▶ **WHAT IS EXPECTED**
Copy the records below word for word, starting with the line that contains "mark: the green tree, one point per instance" and going on through the last line of the records.

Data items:
---*---

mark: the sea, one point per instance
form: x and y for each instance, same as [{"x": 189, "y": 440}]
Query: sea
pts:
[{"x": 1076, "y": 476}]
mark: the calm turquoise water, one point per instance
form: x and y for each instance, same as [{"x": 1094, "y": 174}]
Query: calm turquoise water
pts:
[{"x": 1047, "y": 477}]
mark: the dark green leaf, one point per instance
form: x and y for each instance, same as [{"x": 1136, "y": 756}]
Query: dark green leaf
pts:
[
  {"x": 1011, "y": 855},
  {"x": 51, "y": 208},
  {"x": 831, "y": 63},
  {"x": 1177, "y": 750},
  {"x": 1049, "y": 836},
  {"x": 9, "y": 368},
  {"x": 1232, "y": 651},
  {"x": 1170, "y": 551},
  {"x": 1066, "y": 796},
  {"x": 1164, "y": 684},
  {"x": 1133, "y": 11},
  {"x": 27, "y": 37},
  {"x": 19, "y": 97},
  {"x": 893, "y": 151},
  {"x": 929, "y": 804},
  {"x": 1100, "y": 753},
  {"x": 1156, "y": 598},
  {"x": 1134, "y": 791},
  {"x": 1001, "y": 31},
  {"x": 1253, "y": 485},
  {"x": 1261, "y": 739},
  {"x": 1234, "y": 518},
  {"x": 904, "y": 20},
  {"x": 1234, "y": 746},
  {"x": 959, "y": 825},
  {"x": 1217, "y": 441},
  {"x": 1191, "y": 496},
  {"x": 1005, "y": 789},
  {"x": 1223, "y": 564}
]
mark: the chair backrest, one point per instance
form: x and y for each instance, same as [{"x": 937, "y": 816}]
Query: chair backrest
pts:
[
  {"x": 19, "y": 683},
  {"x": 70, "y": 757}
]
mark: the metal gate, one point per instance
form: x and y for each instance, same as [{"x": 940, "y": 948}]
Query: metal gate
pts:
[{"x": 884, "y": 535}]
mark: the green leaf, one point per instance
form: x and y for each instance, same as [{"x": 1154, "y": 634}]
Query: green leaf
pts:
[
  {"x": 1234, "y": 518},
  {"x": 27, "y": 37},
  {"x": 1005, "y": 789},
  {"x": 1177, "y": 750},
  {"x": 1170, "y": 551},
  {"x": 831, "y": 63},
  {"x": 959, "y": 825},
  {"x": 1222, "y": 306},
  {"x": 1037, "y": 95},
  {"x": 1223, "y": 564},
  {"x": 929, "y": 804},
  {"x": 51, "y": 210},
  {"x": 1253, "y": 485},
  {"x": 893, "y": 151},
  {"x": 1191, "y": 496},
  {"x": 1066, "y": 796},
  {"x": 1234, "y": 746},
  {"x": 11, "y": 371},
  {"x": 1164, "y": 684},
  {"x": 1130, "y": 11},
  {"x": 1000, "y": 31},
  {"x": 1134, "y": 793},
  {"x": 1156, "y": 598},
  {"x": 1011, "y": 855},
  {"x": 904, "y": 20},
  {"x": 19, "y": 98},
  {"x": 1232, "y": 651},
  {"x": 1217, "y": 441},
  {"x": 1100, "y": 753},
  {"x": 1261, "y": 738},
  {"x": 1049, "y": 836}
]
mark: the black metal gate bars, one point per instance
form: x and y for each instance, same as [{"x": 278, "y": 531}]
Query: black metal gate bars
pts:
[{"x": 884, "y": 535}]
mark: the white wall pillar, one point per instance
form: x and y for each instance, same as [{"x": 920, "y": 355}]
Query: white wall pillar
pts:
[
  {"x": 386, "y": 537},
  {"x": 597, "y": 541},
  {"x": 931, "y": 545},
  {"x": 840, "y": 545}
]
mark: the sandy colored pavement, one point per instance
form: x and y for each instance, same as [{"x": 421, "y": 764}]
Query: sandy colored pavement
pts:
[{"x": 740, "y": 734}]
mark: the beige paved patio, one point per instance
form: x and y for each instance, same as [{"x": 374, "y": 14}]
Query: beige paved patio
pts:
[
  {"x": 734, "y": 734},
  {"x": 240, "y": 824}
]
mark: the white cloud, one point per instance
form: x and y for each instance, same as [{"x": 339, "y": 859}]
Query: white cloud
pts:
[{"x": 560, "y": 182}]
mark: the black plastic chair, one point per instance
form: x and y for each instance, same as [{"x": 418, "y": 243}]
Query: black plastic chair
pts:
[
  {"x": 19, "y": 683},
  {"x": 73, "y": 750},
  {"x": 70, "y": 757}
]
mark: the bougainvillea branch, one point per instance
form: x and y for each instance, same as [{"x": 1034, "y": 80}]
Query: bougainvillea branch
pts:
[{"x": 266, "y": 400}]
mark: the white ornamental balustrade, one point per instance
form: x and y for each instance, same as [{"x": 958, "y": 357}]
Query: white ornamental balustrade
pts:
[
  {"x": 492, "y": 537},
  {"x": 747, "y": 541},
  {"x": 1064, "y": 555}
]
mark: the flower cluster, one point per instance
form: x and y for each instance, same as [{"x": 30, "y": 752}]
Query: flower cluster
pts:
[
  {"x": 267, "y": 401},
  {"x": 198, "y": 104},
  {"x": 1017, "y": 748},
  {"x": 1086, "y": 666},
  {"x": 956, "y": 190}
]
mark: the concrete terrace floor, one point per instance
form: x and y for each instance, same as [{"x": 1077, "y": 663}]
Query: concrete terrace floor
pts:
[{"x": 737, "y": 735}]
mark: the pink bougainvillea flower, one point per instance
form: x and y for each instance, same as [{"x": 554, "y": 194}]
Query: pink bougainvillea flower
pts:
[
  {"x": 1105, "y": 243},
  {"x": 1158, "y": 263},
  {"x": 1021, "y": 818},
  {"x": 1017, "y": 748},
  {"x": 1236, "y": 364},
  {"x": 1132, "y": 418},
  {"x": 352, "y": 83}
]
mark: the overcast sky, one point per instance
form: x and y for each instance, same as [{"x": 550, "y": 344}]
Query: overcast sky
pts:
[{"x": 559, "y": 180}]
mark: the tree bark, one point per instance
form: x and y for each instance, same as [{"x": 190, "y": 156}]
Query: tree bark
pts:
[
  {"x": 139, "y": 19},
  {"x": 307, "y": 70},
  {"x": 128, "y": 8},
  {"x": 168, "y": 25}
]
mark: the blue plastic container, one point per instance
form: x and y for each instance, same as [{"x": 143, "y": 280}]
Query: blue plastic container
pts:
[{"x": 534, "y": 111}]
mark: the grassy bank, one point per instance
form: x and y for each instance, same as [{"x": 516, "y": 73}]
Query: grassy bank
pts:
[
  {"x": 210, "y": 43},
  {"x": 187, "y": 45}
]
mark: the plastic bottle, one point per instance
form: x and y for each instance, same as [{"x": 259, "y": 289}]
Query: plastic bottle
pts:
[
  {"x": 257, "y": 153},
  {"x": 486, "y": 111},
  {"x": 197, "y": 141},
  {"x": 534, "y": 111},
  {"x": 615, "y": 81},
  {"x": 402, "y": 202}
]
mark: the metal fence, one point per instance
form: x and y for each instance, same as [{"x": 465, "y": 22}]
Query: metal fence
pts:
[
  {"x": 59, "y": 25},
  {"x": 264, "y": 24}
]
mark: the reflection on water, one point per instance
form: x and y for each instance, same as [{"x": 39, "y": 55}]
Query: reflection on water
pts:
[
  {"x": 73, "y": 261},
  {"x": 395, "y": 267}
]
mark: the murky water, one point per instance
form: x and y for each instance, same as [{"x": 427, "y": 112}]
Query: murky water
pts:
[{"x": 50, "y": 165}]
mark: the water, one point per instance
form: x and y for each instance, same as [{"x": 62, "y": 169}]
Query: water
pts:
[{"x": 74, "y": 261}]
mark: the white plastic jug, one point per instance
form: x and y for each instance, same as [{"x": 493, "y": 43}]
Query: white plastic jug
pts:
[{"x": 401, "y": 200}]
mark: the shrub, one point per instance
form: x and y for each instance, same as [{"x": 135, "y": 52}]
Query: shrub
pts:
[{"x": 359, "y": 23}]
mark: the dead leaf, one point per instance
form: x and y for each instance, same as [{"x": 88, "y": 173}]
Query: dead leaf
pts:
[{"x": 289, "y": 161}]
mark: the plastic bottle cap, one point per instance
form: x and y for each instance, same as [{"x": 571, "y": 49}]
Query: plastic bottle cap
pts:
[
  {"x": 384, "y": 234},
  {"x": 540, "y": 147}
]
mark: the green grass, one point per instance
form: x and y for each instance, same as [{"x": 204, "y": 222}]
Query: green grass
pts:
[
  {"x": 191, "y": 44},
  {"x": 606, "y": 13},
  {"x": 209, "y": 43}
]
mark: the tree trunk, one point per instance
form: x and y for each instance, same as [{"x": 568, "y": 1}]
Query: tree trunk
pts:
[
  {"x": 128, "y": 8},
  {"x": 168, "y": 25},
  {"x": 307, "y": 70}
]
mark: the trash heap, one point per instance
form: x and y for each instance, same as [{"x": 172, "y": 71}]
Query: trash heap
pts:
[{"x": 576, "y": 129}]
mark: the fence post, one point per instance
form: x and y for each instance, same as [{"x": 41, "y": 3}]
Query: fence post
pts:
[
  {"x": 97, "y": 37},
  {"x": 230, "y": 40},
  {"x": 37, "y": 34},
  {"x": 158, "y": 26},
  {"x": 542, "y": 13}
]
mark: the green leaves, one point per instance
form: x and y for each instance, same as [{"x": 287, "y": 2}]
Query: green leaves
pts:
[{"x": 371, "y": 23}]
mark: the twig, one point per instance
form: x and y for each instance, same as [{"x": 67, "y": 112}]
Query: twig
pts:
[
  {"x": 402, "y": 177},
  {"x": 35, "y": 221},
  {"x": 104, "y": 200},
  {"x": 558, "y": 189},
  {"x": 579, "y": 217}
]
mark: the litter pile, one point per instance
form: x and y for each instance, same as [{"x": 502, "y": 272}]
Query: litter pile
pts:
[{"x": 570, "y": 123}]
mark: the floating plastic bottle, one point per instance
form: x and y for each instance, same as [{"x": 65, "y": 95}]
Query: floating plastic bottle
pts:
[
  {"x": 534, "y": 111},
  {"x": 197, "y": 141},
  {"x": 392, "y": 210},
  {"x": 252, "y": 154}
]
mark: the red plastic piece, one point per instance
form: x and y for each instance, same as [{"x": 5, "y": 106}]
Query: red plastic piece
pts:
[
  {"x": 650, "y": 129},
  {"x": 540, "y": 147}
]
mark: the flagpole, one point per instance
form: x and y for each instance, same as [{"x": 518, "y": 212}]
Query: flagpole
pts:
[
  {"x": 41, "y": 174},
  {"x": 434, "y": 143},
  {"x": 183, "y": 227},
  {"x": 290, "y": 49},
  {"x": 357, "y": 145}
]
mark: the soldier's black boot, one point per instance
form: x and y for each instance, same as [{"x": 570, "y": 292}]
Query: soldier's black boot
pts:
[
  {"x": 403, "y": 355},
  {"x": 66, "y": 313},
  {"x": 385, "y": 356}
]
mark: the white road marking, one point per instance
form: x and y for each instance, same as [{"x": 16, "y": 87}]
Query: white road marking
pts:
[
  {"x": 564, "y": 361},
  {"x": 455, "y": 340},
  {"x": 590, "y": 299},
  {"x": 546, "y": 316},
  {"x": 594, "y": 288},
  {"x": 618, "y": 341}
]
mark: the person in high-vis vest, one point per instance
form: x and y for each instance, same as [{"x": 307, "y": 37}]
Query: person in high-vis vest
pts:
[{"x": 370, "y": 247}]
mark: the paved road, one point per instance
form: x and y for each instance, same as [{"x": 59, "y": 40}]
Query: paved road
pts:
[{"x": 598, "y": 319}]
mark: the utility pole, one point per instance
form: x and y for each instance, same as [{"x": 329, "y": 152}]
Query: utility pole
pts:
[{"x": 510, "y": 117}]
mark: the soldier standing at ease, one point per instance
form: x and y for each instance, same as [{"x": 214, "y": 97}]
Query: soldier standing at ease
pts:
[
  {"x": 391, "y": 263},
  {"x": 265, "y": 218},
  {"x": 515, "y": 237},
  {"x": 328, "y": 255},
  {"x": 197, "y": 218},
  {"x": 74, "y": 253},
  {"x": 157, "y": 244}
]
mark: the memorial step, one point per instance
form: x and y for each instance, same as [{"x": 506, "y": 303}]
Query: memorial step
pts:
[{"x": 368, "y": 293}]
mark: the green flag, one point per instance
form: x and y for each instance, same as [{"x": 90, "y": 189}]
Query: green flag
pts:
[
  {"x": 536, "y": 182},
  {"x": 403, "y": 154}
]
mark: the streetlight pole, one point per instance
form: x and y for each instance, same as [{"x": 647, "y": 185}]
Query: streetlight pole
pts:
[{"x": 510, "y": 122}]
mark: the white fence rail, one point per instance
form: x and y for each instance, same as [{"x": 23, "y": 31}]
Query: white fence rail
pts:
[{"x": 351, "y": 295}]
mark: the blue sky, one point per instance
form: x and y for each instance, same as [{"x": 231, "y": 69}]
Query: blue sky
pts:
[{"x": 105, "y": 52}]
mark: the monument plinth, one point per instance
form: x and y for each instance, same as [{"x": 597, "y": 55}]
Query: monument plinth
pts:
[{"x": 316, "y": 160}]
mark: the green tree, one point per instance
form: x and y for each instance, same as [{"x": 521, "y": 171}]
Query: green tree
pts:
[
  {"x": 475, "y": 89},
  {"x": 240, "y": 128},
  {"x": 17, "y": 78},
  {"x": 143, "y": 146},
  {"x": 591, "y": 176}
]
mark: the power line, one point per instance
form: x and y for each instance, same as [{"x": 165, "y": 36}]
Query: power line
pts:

---*---

▶ **EXERCISE RESULT**
mark: the green tree, one point per instance
form: x and y for each instance, same as [{"x": 521, "y": 171}]
Query: green tree
pts:
[
  {"x": 475, "y": 89},
  {"x": 240, "y": 128},
  {"x": 17, "y": 78},
  {"x": 143, "y": 146},
  {"x": 591, "y": 176}
]
mark: the power line, one point per instance
form: x and y for each instance, same as [{"x": 165, "y": 36}]
Query: power line
pts:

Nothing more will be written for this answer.